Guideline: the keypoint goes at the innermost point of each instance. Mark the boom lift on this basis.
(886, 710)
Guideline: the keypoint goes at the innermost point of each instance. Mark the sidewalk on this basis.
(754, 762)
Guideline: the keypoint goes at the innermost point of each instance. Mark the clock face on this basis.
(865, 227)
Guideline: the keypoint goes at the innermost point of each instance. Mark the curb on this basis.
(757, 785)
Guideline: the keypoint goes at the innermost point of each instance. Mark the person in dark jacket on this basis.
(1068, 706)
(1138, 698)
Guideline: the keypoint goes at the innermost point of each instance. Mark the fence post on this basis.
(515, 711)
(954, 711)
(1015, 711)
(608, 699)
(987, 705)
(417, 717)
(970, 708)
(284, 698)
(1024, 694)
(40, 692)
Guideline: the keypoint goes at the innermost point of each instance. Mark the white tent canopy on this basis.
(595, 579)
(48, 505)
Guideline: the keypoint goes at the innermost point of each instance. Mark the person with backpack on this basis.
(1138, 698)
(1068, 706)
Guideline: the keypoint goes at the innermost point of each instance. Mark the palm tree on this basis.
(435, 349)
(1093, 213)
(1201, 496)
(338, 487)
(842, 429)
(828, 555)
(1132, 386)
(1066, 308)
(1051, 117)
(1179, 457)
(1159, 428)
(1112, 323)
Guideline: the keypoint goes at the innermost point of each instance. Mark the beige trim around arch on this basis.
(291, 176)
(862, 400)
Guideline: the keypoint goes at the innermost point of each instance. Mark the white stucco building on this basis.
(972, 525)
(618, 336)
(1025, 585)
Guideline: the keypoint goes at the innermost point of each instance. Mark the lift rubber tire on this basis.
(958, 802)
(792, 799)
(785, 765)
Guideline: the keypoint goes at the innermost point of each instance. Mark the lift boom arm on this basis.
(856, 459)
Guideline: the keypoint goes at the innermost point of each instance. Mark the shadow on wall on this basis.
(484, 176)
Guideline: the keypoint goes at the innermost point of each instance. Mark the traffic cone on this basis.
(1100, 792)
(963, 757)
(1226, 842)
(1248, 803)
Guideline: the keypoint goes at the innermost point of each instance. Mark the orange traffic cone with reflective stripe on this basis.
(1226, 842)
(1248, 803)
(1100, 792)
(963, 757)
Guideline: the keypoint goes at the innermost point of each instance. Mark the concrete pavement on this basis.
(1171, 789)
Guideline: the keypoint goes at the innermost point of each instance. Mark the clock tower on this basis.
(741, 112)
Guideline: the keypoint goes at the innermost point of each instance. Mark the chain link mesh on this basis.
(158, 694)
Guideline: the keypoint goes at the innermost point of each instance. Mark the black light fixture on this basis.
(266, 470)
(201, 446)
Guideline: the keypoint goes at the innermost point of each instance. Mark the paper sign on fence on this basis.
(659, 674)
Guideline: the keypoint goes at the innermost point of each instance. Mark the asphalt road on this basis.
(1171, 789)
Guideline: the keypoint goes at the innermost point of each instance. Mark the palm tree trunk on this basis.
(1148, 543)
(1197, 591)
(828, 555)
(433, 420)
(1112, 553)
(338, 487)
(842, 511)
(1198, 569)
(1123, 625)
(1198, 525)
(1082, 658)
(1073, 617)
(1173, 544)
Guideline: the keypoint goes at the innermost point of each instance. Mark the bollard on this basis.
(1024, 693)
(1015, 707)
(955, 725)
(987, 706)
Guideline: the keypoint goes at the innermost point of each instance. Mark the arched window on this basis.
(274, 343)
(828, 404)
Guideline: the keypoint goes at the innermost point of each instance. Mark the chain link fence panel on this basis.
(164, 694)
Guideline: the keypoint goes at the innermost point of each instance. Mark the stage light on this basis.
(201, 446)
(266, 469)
● ● ● ●
## Task to carry out
Please set down the whole listing above without altering a single line.

## Reply to the task
Guideline: the keypoint goes at the innermost point of each instance. Mark the boom lift on this basis.
(886, 710)
Guideline: the keypoint goes at the innermost point of each instance. Mark the sidewalk on this basis.
(754, 762)
Guideline: the keypoint goes at the innermost point of each instance. Mark the clock face on this basis.
(865, 227)
Guideline: the keypoint goes at the innermost point of each instance. Mark the curb on this basis.
(757, 785)
Guideline: the keypoint goes at the innermost point of each instance. Mark the person in dark jacket on this basis.
(1068, 706)
(1138, 698)
Guideline: the keypoint goes at the innermost point of each instance. Mark the fence post on this basis.
(515, 711)
(954, 711)
(1015, 711)
(608, 699)
(987, 705)
(417, 717)
(970, 708)
(284, 698)
(1024, 694)
(40, 692)
Guideline: the keypoint goes at the innermost point of each instance. Mark the white tent canopy on this basis.
(595, 579)
(48, 505)
Guideline: the keypoint goes at the innermost point of each instance. Mark the person with backpack on this basis.
(1138, 698)
(1068, 706)
Guideline: the keypoint goes at the innermost point of each instance. Mark the palm tree on this basis.
(435, 349)
(1093, 213)
(1201, 496)
(338, 487)
(842, 429)
(828, 555)
(1132, 386)
(1066, 308)
(1051, 117)
(1179, 457)
(1159, 428)
(1112, 323)
Guideline: the keypoint goes at the innermost point of each instance. Mark the beige trim around arch on this basis.
(291, 176)
(862, 400)
Guideline: the keypoint goes at the innermost point of each instance. Mark the white stucco building on this basis.
(972, 525)
(618, 336)
(1025, 585)
Guideline: the keypoint goes at the innermost point of each instance. Mark the lift rubber tire on this basis.
(958, 802)
(792, 799)
(785, 765)
Guideline: the keypoint goes at the innermost point of each instance. Mark the lift boom arm on this basis.
(856, 459)
Guideline: the keypoint goes at the innermost point of each instance. Mark the shadow on wall on this basis.
(484, 176)
Guideline: the keypoint goes at the innermost point of each instance. Mark the traffic cone on this basis.
(1100, 792)
(963, 757)
(1226, 842)
(1248, 803)
Guideline: the keypoint goes at the innermost point of each instance. Mark the orange traffic cone with reflective stripe on this basis.
(1226, 842)
(1248, 803)
(1100, 792)
(963, 757)
Guideline: the keypoint goes at the innermost point of each instance. Mark the concrete pavement on this basis.
(1171, 789)
Guideline: the keypoint goes at the innermost point of each instance. Mark the clock tower on this basis.
(741, 112)
Guideline: the keypoint goes at the innermost point of each instance. Mark the chain link mesh on this basis.
(158, 694)
Guideline: the keypoint goes at the innermost point of each instance. Mark the black light fixture on this basis.
(266, 470)
(201, 446)
Guideline: the keypoint goes at the innermost point of each instance. Mark the paper sign on fence on this basis.
(659, 674)
Guideline: the keypoint goes at the innermost point of each instance. Mark the asphalt road on this basis.
(1171, 789)
Guideline: the keypoint goes at the innermost point of each instance. Mark the palm tree trunk on this basis.
(1148, 543)
(1197, 591)
(828, 555)
(433, 420)
(1112, 553)
(338, 487)
(842, 511)
(1198, 569)
(1123, 625)
(1198, 525)
(1082, 658)
(1073, 617)
(1173, 544)
Guideline: the keypoint goes at the innermost point of each instance. Mark the bollard on this basis.
(1024, 693)
(1015, 707)
(955, 725)
(987, 706)
Guideline: the keypoint goes at the innermost point of each instance. Mark the arched window on this basis.
(274, 343)
(828, 404)
Guideline: the keypoint goes at the innermost point of each instance. Mark the chain link fence panel on this basis.
(164, 694)
Guideline: the keypoint goes at the innermost point of each instance. Mark the stage light on this basis.
(201, 446)
(266, 469)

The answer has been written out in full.